>> Begin
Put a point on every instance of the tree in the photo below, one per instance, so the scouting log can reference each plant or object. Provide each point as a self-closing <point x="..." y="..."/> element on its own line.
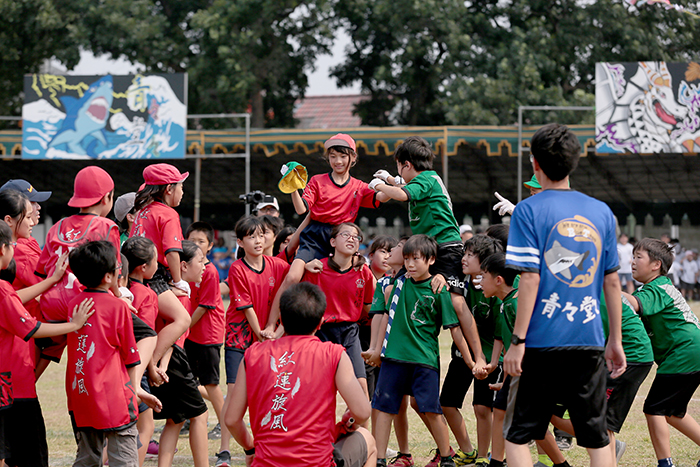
<point x="33" y="31"/>
<point x="258" y="52"/>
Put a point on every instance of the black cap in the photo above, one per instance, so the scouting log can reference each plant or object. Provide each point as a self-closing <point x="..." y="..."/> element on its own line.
<point x="25" y="187"/>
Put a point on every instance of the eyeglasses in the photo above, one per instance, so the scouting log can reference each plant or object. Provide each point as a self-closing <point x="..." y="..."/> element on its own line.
<point x="347" y="236"/>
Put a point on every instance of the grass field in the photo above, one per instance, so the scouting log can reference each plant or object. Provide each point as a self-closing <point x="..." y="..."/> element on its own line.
<point x="639" y="450"/>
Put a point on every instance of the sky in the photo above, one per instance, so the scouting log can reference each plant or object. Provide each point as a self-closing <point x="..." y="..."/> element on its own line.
<point x="320" y="84"/>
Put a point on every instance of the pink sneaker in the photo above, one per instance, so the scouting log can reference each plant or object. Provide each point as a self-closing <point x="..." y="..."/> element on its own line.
<point x="402" y="460"/>
<point x="435" y="462"/>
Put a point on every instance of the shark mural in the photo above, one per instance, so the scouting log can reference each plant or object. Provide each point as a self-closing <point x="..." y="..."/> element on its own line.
<point x="647" y="107"/>
<point x="108" y="117"/>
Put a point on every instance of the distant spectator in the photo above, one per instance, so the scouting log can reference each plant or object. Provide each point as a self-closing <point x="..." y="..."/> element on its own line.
<point x="624" y="252"/>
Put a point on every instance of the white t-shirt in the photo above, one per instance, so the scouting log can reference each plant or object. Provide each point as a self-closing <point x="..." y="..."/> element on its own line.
<point x="624" y="252"/>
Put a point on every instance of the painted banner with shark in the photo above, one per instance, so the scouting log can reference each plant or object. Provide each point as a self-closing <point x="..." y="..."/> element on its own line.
<point x="647" y="107"/>
<point x="104" y="117"/>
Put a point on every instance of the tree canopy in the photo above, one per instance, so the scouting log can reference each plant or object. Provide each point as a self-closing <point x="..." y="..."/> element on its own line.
<point x="429" y="62"/>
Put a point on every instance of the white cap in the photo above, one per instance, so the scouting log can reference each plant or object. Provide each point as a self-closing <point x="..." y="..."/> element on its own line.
<point x="269" y="201"/>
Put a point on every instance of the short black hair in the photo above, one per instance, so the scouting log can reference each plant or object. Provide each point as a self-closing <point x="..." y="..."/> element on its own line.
<point x="138" y="251"/>
<point x="557" y="150"/>
<point x="247" y="226"/>
<point x="201" y="226"/>
<point x="386" y="242"/>
<point x="482" y="246"/>
<point x="500" y="233"/>
<point x="496" y="266"/>
<point x="417" y="151"/>
<point x="426" y="246"/>
<point x="301" y="308"/>
<point x="273" y="223"/>
<point x="91" y="261"/>
<point x="657" y="251"/>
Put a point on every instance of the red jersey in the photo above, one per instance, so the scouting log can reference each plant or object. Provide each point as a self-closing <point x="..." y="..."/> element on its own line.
<point x="334" y="204"/>
<point x="251" y="288"/>
<point x="99" y="391"/>
<point x="160" y="223"/>
<point x="68" y="233"/>
<point x="15" y="320"/>
<point x="211" y="326"/>
<point x="291" y="400"/>
<point x="146" y="301"/>
<point x="346" y="292"/>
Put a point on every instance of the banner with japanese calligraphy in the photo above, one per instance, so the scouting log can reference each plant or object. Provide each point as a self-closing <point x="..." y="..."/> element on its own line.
<point x="104" y="117"/>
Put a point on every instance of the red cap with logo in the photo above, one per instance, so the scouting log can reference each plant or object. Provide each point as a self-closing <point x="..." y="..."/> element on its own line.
<point x="90" y="186"/>
<point x="341" y="139"/>
<point x="163" y="174"/>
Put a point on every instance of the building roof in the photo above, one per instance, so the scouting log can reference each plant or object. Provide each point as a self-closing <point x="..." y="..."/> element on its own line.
<point x="328" y="111"/>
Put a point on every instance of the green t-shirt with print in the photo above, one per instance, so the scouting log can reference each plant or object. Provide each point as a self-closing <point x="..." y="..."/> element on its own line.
<point x="635" y="341"/>
<point x="673" y="328"/>
<point x="419" y="316"/>
<point x="430" y="208"/>
<point x="485" y="310"/>
<point x="505" y="320"/>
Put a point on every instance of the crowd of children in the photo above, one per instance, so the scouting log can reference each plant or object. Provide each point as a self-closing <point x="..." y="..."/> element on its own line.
<point x="139" y="308"/>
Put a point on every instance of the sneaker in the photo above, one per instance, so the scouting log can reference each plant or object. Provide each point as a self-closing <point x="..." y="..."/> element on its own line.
<point x="564" y="443"/>
<point x="185" y="430"/>
<point x="215" y="433"/>
<point x="620" y="447"/>
<point x="435" y="461"/>
<point x="152" y="452"/>
<point x="402" y="460"/>
<point x="462" y="458"/>
<point x="223" y="459"/>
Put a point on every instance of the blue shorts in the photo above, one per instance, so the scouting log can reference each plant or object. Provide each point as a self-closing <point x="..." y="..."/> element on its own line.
>> End
Leave out the pictures and print every line of the data exactly.

Put a point on every instance of the tree in the photo below, one per instance, so the scouting log can reference each plant or object. Provide each point as a self-closing <point x="..." y="..."/> element on its own line.
<point x="33" y="31"/>
<point x="258" y="52"/>
Put a point on every instance of the black cap in the photo above, one per instance, so the scouting log can reference each plant or object. Provide each point as a self-closing <point x="..." y="..."/> element on its own line.
<point x="25" y="187"/>
Put a point on every instance of the eyeglasses in the photo above, one per instance, so the scouting log can reference each plant or object. Provide each point as a self-closing <point x="..." y="..."/> element on its own line.
<point x="347" y="236"/>
Put a point on every instance of the grass field in the photo above, one per instance, so the scouting log can reference each plant or object. Provide each point as a self-closing <point x="..." y="..."/> element on its own line.
<point x="639" y="450"/>
Put a point on every instance of the sky in the photo above, one per instance, so the scouting log can reference each plant or object. Provide each point as a self-closing <point x="..." y="..."/> element on its own line.
<point x="320" y="84"/>
Put a point on every instance of the pink sneaker in the photo above, one per instance, so the scouting log can reference each plant or object. Provide each point as a self-closing <point x="..." y="..."/> element on its own line.
<point x="402" y="460"/>
<point x="435" y="462"/>
Put a point on every instance of the shark mural in the photo above, one per instance, so the scouting log can reference each plant or object. Provide each point as a self-closing <point x="..." y="..."/> element on its own line.
<point x="647" y="107"/>
<point x="108" y="117"/>
Put a point on every instance of the distant spectator in the photo above, one per instance, so the scouting log can reference each plant or object. Provide each point as a self-closing <point x="..." y="..."/> element on its own line.
<point x="624" y="252"/>
Put a point on every instance of the white t-shirt in the photo above, one per instance, so the scouting log can reference each plant or object. Provide each point as a self-closing <point x="..." y="..."/> element on its own line.
<point x="624" y="252"/>
Put a point on every instance of the painted banner with shark in the photo above, one per instance, so the scouting log can reference each plant or object. Provide each point as a self-closing <point x="..." y="..."/> element on its own line.
<point x="647" y="107"/>
<point x="104" y="117"/>
Put a point on every instance of the tree canopy in the photo above, one per instance, so the scouting log can reference each plant or object. Provide each point as a self-closing <point x="..." y="..."/> element on its own line.
<point x="429" y="62"/>
Put a point on every instance of the white cap in the photo above, one per instance, so the scouting log can reference each plant or object. Provide each point as a self-closing <point x="..." y="..."/> element on its own line.
<point x="269" y="201"/>
Put a point on every instance of the short black hair in the photo above, one per instance, so the scouting log can reference each plant or object. Provide each point as a self-closing <point x="..." y="..."/> element on its own line.
<point x="138" y="251"/>
<point x="557" y="150"/>
<point x="247" y="226"/>
<point x="201" y="226"/>
<point x="386" y="242"/>
<point x="482" y="246"/>
<point x="500" y="233"/>
<point x="496" y="266"/>
<point x="417" y="151"/>
<point x="426" y="246"/>
<point x="301" y="308"/>
<point x="273" y="223"/>
<point x="91" y="261"/>
<point x="657" y="251"/>
Put a point on every instance of the red jersey in the photo above, one per instance, so the scouting log can reference each plant or object. Provide each point as a self-closing <point x="..." y="..."/> element on its own line.
<point x="334" y="204"/>
<point x="251" y="288"/>
<point x="99" y="391"/>
<point x="160" y="223"/>
<point x="68" y="233"/>
<point x="15" y="320"/>
<point x="211" y="326"/>
<point x="291" y="400"/>
<point x="146" y="301"/>
<point x="346" y="292"/>
Put a point on every instance of the banner with japanese calligraphy in the photo above, one per instance, so the scouting log can reference each plant or object. Provide each point as a self-closing <point x="..." y="..."/> element on its own line.
<point x="104" y="117"/>
Put a point on every instance of the red cap with logo in the photo above, one per instance, so the scouting log can reference each plant or object. Provide each point as a self-closing <point x="..." y="..."/> element on its own line.
<point x="90" y="186"/>
<point x="341" y="139"/>
<point x="163" y="174"/>
Put a point on every instance of the building roof in the photo above, one per instance, so the scouting log can reference each plant or object. Provide each point as a self-closing <point x="..." y="..."/> element on its own line.
<point x="328" y="111"/>
Put a point on every instance of the green t-shirt with print in the photo above, one per instance, so the scouting log can reference each plant or object. Provide each point as a self-closing <point x="..." y="..."/> element on its own line.
<point x="635" y="341"/>
<point x="673" y="328"/>
<point x="419" y="316"/>
<point x="430" y="208"/>
<point x="485" y="310"/>
<point x="505" y="320"/>
Put a point on every instance of the crowd of children in the photo above, one per instance, so the scouting log can reference each plant or object. Provide each point as a self-closing <point x="..." y="..."/> element on its own line.
<point x="139" y="308"/>
Put a point on every instance of the sneaker in the photo above, one per instance, so the scouting log can reference each plant or object. Provide each point as a self-closing <point x="..." y="..."/> element on its own line.
<point x="564" y="443"/>
<point x="185" y="430"/>
<point x="215" y="433"/>
<point x="620" y="447"/>
<point x="435" y="461"/>
<point x="152" y="452"/>
<point x="402" y="460"/>
<point x="462" y="458"/>
<point x="223" y="459"/>
Put a point on every instance of the blue shorts in the photo above, one per instance, so the scouting log can reference each plant or object. Provide each point as a self-closing <point x="..." y="..."/> element on its own line.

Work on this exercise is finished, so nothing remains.